LISTED RECORDS:
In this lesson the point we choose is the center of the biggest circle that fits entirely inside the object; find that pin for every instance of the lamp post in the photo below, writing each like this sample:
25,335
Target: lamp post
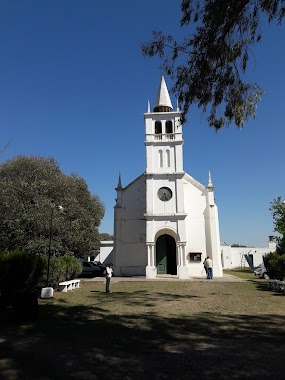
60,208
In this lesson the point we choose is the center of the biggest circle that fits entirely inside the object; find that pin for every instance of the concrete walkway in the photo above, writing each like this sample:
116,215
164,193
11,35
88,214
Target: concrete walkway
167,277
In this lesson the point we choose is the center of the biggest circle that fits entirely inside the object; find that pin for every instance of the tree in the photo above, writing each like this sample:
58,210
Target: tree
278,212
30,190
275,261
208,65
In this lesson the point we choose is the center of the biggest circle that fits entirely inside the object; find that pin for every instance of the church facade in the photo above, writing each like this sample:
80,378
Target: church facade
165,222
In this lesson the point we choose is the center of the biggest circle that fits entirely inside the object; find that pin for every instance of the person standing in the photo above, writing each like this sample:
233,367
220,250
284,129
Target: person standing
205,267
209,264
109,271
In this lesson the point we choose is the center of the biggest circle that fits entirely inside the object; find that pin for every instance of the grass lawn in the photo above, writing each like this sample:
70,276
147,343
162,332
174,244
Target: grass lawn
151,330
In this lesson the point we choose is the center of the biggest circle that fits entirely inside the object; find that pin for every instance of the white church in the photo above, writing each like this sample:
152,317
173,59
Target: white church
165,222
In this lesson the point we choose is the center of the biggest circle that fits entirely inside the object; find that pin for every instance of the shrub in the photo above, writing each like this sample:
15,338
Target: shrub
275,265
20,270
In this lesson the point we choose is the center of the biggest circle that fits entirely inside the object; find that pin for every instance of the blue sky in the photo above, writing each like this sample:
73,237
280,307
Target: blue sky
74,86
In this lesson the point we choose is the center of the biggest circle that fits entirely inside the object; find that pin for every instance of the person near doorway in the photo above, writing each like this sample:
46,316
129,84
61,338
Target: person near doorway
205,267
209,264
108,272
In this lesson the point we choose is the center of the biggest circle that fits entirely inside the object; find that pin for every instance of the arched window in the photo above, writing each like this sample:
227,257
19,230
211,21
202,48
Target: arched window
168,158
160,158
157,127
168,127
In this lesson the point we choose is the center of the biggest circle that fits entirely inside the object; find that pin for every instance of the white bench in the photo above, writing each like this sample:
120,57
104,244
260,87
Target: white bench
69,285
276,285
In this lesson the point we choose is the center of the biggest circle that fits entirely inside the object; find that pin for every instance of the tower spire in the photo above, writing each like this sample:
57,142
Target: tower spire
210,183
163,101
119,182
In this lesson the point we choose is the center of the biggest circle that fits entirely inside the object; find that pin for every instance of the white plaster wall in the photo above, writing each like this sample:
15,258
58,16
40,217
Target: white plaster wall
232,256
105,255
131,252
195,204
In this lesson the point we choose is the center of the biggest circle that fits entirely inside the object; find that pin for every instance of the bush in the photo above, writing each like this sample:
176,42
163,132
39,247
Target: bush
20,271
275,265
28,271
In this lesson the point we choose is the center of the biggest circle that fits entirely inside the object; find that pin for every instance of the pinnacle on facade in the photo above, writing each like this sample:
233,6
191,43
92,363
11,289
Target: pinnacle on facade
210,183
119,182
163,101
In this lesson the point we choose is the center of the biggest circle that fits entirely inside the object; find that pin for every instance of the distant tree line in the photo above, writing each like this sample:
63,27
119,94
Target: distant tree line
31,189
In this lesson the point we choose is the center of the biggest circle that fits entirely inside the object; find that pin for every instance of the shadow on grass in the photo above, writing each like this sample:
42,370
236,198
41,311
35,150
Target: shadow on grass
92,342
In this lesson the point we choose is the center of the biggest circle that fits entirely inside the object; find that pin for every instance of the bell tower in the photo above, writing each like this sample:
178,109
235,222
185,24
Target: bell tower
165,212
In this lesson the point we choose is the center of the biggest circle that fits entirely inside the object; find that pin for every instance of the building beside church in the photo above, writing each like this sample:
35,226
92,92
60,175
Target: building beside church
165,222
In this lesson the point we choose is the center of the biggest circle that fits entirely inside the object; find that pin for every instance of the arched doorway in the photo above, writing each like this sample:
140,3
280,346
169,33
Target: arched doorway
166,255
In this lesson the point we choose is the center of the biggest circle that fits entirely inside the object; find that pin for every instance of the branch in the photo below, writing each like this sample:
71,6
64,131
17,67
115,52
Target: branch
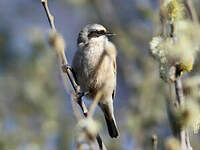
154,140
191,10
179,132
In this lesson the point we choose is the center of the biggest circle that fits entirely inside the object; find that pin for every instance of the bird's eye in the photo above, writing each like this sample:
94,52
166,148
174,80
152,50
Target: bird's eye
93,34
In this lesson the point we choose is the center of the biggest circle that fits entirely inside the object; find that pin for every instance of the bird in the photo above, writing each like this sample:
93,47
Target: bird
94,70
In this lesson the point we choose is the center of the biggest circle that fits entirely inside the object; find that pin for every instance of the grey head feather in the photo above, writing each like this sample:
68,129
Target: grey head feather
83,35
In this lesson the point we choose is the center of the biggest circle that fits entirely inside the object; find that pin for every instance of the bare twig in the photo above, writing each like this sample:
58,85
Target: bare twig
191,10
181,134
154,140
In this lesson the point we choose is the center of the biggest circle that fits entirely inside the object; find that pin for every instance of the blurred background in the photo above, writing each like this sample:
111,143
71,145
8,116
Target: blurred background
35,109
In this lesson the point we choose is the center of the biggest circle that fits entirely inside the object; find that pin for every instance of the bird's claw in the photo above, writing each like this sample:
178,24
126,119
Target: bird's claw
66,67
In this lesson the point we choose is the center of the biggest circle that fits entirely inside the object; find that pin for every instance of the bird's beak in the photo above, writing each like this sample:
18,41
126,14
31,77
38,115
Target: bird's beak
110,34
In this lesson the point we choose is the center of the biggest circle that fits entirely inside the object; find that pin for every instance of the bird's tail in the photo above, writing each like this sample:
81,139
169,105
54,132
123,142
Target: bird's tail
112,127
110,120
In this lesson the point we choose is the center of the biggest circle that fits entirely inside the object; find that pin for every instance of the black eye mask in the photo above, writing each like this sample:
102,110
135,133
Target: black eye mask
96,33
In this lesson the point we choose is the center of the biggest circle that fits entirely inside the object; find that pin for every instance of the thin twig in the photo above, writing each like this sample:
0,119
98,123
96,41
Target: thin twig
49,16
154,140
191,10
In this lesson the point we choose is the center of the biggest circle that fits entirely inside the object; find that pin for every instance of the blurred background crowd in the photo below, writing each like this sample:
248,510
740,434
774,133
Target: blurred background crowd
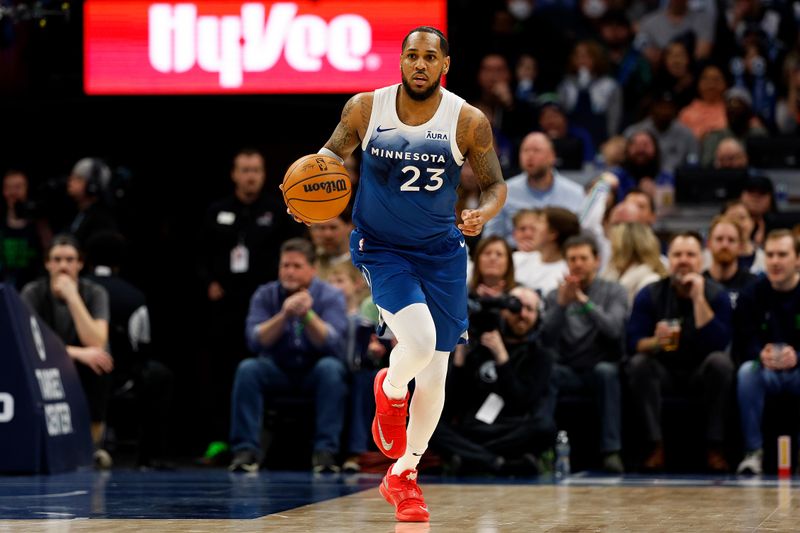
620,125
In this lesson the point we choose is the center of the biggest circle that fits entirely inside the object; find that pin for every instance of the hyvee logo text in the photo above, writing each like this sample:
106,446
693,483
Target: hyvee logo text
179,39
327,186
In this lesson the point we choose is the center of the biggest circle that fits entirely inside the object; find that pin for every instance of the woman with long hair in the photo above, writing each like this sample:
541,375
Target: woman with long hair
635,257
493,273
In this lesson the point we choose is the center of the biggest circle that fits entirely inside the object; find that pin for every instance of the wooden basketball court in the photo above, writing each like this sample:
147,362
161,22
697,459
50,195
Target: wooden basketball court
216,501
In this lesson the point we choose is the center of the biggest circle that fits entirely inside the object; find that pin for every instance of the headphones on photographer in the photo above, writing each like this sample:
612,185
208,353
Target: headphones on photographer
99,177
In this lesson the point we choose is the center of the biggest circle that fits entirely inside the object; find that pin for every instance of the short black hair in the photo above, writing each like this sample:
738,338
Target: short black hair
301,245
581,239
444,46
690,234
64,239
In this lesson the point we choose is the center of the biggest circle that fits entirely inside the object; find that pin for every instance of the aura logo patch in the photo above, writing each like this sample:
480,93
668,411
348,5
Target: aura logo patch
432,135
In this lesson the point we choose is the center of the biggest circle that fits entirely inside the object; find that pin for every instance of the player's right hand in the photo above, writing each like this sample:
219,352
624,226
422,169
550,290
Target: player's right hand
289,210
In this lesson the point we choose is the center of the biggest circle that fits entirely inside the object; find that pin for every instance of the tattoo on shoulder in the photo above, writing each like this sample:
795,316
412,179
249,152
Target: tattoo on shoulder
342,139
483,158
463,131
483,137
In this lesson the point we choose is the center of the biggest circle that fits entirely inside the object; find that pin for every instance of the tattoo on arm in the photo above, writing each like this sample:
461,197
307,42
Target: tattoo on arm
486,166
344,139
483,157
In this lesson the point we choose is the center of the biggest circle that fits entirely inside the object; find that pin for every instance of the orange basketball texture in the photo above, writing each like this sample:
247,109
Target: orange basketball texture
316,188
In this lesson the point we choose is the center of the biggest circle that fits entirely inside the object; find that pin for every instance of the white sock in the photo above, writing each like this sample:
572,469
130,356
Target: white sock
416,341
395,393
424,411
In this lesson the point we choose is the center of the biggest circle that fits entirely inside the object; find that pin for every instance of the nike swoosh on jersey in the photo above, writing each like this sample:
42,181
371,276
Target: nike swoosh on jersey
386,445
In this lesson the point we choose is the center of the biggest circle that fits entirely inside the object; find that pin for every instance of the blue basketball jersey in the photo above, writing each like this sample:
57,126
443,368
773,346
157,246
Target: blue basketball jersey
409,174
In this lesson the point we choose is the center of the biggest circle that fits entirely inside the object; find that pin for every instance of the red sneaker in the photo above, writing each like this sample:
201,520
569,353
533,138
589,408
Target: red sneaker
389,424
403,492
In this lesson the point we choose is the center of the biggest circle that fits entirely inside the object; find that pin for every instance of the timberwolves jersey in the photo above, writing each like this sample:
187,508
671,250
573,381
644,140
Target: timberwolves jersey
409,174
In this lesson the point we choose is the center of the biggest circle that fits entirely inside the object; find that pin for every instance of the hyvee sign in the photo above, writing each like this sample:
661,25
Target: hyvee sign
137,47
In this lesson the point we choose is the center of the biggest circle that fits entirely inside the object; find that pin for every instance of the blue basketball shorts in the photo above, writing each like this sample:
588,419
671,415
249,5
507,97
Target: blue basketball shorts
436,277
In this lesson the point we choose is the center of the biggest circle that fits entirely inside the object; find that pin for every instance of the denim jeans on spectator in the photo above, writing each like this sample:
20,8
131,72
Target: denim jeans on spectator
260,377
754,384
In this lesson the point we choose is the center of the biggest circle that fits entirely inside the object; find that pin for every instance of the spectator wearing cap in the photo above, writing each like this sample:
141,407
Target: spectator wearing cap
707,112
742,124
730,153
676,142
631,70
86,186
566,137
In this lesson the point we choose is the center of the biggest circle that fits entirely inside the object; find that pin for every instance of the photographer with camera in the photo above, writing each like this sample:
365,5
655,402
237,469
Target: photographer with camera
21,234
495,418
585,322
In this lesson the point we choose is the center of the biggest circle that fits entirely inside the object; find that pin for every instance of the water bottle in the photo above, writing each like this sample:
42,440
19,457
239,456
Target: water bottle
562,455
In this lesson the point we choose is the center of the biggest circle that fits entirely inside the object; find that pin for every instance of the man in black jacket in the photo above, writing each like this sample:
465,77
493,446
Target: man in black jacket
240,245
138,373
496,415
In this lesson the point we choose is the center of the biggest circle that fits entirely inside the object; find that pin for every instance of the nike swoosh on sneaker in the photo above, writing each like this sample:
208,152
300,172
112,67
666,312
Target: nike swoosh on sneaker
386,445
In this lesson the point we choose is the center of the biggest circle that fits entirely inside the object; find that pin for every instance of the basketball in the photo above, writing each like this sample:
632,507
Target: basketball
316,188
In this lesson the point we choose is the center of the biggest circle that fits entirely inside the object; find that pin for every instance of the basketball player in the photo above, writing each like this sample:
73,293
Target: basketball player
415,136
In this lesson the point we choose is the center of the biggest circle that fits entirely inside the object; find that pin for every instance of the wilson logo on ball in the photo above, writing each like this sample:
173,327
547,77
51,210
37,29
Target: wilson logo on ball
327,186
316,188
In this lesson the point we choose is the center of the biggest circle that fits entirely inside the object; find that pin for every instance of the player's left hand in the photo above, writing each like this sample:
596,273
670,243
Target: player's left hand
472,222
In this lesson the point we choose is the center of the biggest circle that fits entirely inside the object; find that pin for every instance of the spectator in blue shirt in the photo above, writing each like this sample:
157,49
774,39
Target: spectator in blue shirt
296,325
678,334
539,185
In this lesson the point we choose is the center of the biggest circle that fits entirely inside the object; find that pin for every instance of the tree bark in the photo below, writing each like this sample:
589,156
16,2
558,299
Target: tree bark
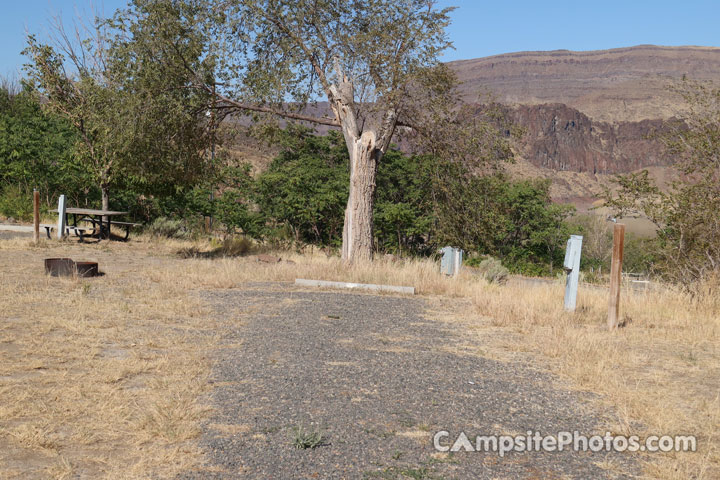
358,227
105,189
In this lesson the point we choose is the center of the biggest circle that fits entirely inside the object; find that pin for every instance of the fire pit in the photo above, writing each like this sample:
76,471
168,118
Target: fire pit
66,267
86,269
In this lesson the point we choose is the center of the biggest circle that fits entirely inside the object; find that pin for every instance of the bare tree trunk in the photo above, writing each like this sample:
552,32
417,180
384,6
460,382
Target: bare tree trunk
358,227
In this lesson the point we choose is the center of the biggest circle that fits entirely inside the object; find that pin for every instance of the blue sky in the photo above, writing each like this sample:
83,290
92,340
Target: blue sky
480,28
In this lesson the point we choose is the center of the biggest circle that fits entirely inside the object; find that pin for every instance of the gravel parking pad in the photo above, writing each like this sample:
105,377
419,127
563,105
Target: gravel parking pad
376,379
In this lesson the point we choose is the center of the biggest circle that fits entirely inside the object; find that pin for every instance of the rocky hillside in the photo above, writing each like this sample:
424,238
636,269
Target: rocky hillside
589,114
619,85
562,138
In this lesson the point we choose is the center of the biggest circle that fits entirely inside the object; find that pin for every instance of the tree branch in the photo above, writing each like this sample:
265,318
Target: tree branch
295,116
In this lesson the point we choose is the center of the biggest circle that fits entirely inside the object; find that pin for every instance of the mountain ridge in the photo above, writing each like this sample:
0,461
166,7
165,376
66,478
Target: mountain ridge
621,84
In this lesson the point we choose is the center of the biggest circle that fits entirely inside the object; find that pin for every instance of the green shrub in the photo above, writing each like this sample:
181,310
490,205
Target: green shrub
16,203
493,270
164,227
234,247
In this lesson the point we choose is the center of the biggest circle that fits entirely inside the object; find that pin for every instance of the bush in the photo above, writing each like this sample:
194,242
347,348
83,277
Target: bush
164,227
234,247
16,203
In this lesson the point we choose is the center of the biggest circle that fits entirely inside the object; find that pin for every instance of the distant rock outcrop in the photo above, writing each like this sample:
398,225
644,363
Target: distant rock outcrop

BRIEF: Output verbatim the lines of the items above, starting with the line that contains "of the green" and continuing through the end of the items, with both ends included.

SOLUTION:
In this lesson the point we choose is the center of the biggest circle that fits entirely inside the object; find that pin for every instance of the green shrub in the photo above, writing each like this sample:
181,310
490,205
Target: green shrub
16,203
493,270
164,227
234,247
In this lesson the point we choose is the center of the biggest circle that fits entirely inside the object; find that pin for every instance of the bush in the photo above, writing each like this sample:
194,242
347,348
83,277
Target: bush
164,227
234,247
16,203
In this lesson the point we choose is the center of the biggest circle that fits entirely inside the object; find that pin for every instance of the distant rock outcrop in the photo above, writing each like this sample:
398,225
644,363
Target: distant rock outcrop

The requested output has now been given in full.